▶ EXTRACT PROVIDED:
◇ ◇ ◇ ◇ ◇

1. Why does the "colour=fact_colour" not separate WT step 1 from KO step 1 as it does if i reduce the data set to step 1 only (without group):
-----

p <- ggplot(subset(df.d, step==1)) +

geom_line(aes(timep, amplitude, colour=fact_colour)) +

scale_colour_manual(name='', values=c('black', 'red'), guide='legend',

breaks=c('WT', 'KO'), labels=c('Control', 'Gene'))

print(p)

------

I would expect this separation is still active if i add the second separation "group=fact_step".


2. I still have no idea why the colours in my previous example with two separate geom_line statements gets exchanged. It would be very helpful to have an idea what i am missing here.

Thanks,

Herbert

one_step_only.png

Brandon Hurr

unread,
Jun 26, 2012, 5:38:23 AM6/26/12
to Herbert Jägle, Dennis Murphy, ggp...@googlegroups.com
Technically it doesn't... If you add the group=fact_step you get the bad lines again...

ggplot(subset(df.d, step==1)) +

geom_line(aes(timep, amplitude, colour=fact_colour, group=fact_step)) +
scale_colour_manual(name='', values=c('black', 'red'), guide='legend',
breaks=c('WT', 'KO'), labels=c('Control', 'Gene'))

◇ ◇ ◇ ◇ ◇

▶ GIVEN INSTRUCTION A: Extract the part of the ggplot forum thread that opens with the words containing "2. I still have" and closes with "bad lines again...".

◇ ◇ ◇ ◇ ◇

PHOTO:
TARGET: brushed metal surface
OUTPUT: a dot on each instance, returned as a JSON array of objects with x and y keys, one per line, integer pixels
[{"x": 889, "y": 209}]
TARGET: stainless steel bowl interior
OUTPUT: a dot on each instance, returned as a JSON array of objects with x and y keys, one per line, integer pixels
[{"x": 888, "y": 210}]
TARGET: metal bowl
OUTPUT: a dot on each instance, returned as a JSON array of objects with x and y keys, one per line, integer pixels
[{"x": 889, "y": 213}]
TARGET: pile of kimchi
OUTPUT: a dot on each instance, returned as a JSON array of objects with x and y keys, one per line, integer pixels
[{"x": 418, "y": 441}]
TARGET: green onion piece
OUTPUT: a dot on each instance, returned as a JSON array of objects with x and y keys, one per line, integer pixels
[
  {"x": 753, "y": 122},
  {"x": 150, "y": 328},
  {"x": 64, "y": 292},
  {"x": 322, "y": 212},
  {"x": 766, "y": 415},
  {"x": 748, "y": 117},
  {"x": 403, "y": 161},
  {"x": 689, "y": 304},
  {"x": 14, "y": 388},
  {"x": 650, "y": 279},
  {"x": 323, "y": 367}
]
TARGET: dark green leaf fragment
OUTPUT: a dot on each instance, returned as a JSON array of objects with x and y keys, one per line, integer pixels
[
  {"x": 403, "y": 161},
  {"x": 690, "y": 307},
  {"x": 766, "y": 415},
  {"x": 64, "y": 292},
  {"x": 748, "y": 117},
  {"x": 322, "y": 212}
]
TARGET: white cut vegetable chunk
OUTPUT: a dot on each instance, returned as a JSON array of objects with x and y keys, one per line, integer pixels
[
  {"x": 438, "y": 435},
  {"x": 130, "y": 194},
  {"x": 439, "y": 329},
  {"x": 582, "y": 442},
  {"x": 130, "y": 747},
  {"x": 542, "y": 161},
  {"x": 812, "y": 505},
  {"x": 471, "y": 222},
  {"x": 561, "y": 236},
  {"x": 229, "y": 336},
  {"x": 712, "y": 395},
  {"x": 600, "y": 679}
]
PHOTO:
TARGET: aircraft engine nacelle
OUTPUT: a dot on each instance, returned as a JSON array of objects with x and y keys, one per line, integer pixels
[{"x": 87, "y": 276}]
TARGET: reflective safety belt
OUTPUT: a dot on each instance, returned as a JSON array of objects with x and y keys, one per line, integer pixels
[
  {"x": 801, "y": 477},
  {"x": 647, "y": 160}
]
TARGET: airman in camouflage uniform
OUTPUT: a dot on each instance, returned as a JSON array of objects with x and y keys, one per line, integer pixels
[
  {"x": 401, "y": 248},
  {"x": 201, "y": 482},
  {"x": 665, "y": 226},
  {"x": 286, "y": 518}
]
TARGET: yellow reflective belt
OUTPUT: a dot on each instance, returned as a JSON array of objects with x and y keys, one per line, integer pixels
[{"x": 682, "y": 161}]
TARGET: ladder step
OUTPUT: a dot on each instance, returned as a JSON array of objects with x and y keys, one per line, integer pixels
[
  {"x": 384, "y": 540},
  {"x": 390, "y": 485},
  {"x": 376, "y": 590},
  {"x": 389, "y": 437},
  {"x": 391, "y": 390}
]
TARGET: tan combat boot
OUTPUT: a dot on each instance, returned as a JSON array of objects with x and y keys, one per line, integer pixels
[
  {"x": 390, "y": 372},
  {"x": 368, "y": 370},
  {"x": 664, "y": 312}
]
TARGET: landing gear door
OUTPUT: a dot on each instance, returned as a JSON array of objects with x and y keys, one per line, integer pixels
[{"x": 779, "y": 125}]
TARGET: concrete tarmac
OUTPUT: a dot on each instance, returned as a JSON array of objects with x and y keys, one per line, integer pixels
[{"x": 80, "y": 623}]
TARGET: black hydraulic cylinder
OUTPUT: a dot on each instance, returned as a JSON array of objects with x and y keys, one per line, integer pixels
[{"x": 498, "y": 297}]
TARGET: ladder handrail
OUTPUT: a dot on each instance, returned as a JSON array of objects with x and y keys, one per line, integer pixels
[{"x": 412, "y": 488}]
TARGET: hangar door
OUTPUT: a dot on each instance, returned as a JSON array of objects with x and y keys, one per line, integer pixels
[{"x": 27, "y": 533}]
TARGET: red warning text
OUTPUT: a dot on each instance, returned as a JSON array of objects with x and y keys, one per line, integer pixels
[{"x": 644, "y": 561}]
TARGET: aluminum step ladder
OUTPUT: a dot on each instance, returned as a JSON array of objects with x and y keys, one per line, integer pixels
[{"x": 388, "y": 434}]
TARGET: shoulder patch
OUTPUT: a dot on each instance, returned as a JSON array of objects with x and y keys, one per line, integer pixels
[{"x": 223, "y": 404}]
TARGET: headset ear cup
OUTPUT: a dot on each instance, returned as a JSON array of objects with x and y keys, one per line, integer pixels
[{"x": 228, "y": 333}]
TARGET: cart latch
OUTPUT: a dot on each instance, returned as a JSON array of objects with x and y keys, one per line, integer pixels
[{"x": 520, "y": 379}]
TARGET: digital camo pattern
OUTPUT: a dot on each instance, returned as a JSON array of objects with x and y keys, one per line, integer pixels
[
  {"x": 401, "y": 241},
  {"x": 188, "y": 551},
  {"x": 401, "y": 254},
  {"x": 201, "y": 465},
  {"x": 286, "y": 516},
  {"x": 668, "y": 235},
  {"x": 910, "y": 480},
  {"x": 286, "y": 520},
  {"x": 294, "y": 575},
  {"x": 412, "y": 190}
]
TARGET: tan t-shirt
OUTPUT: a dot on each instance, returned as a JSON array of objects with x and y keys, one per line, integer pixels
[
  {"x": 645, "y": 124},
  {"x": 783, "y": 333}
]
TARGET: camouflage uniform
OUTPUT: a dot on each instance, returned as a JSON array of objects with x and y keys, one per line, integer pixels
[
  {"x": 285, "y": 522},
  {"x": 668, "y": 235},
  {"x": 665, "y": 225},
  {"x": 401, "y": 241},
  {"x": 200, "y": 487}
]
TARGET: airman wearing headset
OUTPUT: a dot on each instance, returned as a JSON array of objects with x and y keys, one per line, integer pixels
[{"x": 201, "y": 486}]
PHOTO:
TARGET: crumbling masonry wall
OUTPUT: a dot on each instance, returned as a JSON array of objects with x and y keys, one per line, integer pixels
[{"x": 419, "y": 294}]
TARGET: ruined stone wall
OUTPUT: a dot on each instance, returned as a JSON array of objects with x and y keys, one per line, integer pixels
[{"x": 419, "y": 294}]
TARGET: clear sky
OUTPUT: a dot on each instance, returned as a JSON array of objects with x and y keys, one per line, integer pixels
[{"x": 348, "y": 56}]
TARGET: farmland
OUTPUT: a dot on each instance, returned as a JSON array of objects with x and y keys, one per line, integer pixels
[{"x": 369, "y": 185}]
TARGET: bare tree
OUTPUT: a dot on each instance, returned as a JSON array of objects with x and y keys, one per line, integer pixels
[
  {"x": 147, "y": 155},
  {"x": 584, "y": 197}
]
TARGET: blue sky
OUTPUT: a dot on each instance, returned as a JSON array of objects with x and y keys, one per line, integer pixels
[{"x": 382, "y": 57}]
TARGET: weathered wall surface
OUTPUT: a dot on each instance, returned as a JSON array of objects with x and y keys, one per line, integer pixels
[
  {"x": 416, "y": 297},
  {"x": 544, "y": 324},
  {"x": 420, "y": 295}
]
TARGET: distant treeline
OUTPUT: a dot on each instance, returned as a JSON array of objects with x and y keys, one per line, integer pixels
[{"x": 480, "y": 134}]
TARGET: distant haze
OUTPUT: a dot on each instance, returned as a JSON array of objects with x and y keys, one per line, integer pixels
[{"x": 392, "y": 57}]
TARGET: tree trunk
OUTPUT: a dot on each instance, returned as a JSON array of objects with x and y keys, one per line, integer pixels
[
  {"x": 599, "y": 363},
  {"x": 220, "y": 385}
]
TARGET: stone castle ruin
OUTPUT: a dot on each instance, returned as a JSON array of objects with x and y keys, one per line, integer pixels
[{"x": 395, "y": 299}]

◇ ◇ ◇ ◇ ◇

▶ GIVEN INSTRUCTION B: Convert the records from the line containing "TARGET: stone castle ruin" through the end of the records into a two-column CSV with the columns request and answer. Write one row per request, put each field in quotes, and replace line breaks with spaces.

▶ COMPLETE RESPONSE A:
2. I still have no idea why the colours in my previous example with two separate geom_line statements gets exchanged. It would be very helpful to have an idea what i am missing here.

Thanks,

Herbert

one_step_only.png

Brandon Hurr

unread,
Jun 26, 2012, 5:38:23 AM6/26/12
to Herbert Jägle, Dennis Murphy, ggp...@googlegroups.com
Technically it doesn't... If you add the group=fact_step you get the bad lines again...

▶ COMPLETE RESPONSE B:
request,answer
"TARGET: stone castle ruin OUTPUT: a dot on each instance, returned as a JSON array of objects with x and y keys, one per line, integer pixels","[{""x"": 395, ""y"": 299}]"